Rewrite the listing from its first line through the line with "[378,120,416,146]", keeping the search lines unchanged and offsetting every bounding-box coordinate by adding 5.

(Stored data)
⁂
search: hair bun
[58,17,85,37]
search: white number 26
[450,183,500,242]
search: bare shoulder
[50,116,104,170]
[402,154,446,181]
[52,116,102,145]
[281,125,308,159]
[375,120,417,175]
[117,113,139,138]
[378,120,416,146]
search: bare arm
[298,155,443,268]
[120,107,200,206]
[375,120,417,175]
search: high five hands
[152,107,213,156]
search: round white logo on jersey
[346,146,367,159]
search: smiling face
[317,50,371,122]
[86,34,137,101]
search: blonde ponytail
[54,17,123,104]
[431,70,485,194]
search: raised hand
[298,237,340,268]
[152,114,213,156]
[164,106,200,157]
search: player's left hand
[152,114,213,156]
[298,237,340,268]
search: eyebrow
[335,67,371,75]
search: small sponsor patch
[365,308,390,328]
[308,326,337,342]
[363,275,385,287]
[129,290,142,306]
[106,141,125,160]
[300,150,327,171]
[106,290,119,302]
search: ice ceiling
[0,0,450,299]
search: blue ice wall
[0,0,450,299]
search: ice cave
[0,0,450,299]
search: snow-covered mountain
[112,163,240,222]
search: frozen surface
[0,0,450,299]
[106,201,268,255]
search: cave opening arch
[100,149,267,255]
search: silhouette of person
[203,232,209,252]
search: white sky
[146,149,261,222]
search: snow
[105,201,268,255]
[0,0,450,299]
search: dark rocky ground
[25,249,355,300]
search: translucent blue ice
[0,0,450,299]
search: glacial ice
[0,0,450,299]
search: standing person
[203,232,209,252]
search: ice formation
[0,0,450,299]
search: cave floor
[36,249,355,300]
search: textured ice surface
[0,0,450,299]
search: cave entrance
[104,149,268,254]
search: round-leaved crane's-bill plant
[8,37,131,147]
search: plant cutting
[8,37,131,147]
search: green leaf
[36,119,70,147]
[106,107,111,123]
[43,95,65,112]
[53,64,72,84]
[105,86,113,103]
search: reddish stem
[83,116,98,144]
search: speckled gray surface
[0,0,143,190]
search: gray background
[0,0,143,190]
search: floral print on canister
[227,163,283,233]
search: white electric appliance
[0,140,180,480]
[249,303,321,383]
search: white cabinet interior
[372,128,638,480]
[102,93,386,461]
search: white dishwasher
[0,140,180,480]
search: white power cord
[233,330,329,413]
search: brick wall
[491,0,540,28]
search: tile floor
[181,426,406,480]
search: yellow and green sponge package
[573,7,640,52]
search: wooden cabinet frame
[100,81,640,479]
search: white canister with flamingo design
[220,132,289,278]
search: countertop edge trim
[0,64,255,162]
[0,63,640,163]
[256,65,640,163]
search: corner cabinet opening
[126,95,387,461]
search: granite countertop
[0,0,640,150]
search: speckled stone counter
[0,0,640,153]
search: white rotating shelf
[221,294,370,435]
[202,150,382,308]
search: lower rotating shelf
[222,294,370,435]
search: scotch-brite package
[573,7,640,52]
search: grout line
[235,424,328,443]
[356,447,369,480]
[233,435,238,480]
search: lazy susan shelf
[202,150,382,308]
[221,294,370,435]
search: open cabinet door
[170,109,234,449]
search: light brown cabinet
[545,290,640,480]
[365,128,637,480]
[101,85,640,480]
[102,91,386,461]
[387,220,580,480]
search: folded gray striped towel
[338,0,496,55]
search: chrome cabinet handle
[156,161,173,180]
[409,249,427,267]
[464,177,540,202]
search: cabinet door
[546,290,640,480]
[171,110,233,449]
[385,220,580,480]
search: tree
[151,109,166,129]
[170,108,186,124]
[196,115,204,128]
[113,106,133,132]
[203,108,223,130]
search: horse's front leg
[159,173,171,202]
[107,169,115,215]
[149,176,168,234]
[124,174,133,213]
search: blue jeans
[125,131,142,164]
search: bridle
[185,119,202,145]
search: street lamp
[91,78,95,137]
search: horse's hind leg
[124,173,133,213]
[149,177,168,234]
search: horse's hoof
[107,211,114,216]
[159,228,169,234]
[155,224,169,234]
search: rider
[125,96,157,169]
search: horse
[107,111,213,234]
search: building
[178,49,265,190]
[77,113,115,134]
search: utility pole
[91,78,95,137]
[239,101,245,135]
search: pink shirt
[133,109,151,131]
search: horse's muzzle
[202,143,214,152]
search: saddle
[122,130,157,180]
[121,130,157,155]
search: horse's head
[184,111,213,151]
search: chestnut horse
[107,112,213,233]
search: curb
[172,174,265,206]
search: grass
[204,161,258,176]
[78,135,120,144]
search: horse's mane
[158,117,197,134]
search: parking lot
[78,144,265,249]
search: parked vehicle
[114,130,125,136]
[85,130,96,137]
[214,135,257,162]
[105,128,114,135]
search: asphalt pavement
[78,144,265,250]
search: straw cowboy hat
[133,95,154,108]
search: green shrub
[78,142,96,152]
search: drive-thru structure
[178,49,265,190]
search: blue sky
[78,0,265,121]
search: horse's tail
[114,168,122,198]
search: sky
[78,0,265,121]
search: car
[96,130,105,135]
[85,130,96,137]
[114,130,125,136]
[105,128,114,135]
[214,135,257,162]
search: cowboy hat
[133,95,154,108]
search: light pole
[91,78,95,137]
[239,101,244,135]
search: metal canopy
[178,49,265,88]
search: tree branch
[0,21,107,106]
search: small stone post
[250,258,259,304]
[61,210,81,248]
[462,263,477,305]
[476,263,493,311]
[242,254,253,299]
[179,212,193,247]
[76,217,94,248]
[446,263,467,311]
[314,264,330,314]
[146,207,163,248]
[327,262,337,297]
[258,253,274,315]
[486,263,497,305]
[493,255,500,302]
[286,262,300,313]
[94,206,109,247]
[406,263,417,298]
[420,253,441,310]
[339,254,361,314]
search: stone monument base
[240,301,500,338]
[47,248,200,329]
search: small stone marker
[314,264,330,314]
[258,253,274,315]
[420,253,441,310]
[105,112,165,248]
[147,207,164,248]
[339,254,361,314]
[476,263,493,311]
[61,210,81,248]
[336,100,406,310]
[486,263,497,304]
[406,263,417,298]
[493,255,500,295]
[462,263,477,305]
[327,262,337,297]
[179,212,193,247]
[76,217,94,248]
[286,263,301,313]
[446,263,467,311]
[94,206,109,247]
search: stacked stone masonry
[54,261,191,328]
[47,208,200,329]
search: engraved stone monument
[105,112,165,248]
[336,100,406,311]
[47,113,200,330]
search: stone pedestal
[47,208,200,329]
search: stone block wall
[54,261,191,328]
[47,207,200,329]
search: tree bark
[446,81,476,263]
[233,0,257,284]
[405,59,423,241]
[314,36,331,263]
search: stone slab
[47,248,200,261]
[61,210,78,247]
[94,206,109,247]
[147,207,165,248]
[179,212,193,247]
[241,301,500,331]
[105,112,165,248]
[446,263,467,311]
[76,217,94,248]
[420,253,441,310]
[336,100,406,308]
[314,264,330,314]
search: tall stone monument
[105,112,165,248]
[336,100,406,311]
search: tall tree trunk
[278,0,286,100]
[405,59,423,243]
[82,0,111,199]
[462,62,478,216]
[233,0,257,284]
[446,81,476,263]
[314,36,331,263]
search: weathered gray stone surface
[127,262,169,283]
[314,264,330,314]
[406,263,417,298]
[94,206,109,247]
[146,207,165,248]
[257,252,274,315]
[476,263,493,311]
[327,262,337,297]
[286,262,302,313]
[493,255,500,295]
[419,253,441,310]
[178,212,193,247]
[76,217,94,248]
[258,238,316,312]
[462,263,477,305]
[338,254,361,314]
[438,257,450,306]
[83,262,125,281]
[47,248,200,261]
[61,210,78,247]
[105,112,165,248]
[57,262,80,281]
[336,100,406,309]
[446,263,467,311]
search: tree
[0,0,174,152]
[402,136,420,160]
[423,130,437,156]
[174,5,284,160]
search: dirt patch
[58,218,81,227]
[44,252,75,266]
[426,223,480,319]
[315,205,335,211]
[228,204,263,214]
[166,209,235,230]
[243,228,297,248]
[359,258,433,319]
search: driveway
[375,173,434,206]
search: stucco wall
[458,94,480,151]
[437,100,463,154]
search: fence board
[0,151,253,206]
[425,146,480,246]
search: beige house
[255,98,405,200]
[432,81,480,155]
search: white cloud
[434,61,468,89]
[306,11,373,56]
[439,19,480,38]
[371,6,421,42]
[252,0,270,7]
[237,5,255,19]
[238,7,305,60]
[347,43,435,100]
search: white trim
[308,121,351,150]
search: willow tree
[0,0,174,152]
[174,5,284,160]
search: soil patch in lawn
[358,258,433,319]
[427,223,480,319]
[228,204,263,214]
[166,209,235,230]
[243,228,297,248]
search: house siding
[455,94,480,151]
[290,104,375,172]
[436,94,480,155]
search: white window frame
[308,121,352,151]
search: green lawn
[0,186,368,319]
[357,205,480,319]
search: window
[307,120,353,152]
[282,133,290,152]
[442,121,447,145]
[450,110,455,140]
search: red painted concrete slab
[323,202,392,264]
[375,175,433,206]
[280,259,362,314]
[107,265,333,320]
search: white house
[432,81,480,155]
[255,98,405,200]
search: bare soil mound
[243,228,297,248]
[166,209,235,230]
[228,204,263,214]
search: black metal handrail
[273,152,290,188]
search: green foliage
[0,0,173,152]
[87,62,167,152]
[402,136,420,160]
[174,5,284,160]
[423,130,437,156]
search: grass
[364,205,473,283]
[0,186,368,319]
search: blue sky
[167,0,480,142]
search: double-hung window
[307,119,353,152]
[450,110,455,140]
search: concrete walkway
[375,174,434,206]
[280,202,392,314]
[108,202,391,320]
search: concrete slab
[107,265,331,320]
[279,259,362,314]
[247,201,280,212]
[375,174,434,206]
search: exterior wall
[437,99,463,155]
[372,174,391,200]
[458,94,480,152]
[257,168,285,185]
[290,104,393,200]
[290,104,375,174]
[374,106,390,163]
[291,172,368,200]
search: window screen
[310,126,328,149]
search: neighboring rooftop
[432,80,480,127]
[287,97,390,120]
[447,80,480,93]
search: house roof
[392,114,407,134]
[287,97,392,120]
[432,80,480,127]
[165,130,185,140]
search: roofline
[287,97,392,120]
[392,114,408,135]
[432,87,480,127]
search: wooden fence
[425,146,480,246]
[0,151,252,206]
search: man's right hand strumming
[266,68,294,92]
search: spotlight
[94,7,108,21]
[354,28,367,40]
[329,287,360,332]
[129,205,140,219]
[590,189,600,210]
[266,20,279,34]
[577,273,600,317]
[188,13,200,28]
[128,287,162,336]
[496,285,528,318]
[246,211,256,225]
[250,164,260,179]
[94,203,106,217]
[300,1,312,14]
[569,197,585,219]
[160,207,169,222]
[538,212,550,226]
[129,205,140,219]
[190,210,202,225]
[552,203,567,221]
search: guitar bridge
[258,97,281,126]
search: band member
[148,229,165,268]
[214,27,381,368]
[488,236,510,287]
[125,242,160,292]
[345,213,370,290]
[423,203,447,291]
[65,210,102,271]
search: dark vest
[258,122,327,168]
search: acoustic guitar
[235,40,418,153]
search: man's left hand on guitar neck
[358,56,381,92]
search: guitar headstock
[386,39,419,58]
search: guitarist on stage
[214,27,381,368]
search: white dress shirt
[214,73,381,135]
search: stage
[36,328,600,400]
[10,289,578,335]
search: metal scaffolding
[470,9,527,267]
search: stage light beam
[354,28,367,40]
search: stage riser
⁂
> [Written reply]
search: hair bun
[63,22,90,42]
search: white number 26
[455,188,505,247]
search: bare shoulder
[55,121,109,175]
[407,159,451,186]
[57,121,107,150]
[286,130,313,164]
[380,125,422,180]
[122,118,144,143]
[383,125,421,151]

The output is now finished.